** BEGIN Data listing **

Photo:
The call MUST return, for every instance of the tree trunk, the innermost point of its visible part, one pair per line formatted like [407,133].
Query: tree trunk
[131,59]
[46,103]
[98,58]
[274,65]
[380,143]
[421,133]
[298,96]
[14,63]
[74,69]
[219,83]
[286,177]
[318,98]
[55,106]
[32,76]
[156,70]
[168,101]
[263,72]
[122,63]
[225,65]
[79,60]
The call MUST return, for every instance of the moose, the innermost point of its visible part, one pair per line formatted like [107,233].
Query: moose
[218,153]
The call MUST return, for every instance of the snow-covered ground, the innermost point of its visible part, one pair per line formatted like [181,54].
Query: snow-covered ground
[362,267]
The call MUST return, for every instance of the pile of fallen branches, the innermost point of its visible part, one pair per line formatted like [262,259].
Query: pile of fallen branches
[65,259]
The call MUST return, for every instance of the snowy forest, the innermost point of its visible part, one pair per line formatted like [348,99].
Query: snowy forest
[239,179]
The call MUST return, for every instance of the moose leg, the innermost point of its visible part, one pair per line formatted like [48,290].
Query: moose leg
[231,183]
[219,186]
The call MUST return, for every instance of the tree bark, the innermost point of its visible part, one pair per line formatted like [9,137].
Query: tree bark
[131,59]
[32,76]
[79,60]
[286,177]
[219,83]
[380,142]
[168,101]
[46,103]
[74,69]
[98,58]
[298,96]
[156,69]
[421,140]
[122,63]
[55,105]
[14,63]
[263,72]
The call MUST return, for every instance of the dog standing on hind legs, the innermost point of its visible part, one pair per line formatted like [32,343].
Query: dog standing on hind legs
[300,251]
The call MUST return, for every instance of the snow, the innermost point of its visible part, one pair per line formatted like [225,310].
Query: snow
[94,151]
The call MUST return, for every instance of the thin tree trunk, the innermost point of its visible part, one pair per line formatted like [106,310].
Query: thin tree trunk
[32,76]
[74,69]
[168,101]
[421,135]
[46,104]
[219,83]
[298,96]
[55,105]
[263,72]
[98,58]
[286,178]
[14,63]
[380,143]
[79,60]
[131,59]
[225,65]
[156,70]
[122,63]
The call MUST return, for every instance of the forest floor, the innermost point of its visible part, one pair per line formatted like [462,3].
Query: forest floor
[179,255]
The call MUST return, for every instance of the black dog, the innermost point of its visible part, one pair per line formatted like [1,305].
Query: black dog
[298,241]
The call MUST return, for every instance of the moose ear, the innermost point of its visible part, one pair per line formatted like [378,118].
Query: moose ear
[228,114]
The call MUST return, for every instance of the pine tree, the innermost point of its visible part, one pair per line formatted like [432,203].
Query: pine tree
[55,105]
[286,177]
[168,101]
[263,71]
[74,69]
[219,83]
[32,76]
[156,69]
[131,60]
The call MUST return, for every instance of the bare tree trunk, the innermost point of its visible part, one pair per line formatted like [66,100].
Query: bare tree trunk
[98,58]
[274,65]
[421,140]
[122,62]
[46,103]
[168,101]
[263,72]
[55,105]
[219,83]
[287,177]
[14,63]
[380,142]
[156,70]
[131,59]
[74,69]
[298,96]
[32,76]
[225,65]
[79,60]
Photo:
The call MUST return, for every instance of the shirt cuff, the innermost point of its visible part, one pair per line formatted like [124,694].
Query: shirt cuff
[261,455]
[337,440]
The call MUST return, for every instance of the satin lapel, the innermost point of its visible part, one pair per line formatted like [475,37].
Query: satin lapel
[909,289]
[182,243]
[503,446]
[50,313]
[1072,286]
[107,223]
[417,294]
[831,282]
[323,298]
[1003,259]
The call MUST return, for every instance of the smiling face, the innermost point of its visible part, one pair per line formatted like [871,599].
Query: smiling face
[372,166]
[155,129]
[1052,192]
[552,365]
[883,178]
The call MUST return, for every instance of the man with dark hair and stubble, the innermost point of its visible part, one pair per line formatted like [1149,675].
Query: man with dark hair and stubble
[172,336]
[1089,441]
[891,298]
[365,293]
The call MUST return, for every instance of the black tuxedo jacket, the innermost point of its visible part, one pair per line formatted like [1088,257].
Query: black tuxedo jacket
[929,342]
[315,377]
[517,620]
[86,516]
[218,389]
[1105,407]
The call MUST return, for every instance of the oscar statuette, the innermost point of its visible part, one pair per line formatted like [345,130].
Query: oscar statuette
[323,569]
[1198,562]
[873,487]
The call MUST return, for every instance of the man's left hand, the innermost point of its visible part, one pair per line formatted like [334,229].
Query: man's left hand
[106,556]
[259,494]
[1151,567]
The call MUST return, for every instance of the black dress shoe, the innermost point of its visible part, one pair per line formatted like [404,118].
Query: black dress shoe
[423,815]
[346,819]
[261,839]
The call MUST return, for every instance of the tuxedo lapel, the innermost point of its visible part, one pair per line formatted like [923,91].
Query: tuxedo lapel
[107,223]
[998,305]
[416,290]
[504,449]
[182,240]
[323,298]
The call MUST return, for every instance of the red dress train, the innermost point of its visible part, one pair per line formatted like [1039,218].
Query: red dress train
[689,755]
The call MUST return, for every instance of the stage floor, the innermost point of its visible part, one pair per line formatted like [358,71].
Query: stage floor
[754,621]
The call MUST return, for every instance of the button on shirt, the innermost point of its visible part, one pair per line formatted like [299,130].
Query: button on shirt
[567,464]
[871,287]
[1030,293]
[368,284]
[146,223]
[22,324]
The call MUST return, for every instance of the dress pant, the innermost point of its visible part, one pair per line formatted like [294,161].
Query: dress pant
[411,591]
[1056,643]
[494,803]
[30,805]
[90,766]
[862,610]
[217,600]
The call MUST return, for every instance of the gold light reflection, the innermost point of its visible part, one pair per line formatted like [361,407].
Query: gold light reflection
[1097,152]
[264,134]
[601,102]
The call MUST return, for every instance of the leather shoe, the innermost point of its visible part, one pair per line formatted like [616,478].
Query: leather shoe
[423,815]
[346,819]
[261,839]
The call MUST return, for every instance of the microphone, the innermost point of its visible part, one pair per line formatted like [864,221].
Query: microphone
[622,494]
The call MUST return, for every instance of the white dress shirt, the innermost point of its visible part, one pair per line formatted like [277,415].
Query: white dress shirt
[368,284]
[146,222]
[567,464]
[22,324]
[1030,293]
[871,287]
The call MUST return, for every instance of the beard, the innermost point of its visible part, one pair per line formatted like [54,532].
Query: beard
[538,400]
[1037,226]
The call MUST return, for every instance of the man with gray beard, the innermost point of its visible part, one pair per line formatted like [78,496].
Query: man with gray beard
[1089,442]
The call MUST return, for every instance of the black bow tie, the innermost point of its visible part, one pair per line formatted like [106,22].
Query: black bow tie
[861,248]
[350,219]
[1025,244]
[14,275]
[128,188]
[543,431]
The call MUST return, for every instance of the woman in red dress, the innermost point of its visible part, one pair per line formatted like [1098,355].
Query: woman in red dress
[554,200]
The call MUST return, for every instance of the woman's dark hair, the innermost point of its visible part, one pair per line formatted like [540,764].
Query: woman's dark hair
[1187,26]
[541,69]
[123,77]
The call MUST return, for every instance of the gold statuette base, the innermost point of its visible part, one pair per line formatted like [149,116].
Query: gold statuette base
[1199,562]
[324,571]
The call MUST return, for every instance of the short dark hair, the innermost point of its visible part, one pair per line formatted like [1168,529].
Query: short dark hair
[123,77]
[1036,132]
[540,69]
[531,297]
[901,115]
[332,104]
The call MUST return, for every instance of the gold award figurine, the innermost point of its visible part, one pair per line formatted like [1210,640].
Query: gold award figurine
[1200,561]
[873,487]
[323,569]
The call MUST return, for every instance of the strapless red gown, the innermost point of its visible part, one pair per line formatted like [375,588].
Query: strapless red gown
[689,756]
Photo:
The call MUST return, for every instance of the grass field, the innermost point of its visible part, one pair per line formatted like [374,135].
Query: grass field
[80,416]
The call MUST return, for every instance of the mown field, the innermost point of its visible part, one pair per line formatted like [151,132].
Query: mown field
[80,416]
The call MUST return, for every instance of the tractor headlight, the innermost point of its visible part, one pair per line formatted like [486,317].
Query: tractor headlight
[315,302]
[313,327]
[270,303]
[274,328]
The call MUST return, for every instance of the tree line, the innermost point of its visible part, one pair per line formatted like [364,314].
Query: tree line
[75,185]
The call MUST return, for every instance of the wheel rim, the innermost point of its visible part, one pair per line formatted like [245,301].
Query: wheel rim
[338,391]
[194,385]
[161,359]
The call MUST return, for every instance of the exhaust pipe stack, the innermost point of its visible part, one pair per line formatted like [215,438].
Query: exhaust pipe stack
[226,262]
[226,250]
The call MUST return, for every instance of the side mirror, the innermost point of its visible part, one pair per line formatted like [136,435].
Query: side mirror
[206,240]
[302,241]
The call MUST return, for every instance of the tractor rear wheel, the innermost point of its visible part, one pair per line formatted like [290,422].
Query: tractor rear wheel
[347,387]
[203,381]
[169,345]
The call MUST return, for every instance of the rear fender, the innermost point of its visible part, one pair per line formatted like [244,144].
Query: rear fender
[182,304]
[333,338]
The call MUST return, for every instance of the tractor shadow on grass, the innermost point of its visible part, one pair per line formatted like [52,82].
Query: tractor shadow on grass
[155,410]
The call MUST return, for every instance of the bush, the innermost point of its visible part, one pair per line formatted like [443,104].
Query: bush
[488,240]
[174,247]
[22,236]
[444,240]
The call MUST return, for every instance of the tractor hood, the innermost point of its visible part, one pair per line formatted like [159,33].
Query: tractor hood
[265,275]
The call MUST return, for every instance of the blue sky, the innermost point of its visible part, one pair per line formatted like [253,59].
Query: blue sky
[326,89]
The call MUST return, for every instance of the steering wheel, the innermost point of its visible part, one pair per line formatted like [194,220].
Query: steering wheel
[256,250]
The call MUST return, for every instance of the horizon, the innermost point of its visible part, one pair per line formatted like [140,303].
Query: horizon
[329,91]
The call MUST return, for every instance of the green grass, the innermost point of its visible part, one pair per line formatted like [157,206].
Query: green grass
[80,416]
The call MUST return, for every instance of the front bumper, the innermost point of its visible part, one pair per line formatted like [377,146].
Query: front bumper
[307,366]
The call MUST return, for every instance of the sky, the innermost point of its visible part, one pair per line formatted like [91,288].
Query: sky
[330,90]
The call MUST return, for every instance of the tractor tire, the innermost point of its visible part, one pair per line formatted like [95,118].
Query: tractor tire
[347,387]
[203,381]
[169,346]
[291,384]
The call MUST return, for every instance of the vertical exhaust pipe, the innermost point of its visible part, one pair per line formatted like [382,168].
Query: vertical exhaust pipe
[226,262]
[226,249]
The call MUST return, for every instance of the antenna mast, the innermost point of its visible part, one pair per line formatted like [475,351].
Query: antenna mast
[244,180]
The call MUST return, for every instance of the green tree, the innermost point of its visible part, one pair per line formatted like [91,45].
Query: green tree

** END Data listing **

• Short task: Extract the lines above from the one containing "The call MUST return, for every instance of the vertical" to the last line, both included, exactly as written.

• Answer below:
The call MUST return, for every instance of the vertical exhaust pipe, the innermost point of its visible part, one pair per line formatted like [382,168].
Query: vertical exhaust pipe
[226,262]
[226,249]
The call MUST return, for every instance of the antenna mast, the innermost point of its visible part, one pair per line formatted like [475,351].
Query: antenna mast
[244,180]
The call MUST return, for every instance of the green tree, the innermost point of its visible part, one pair per line formatted like [91,45].
Query: green tree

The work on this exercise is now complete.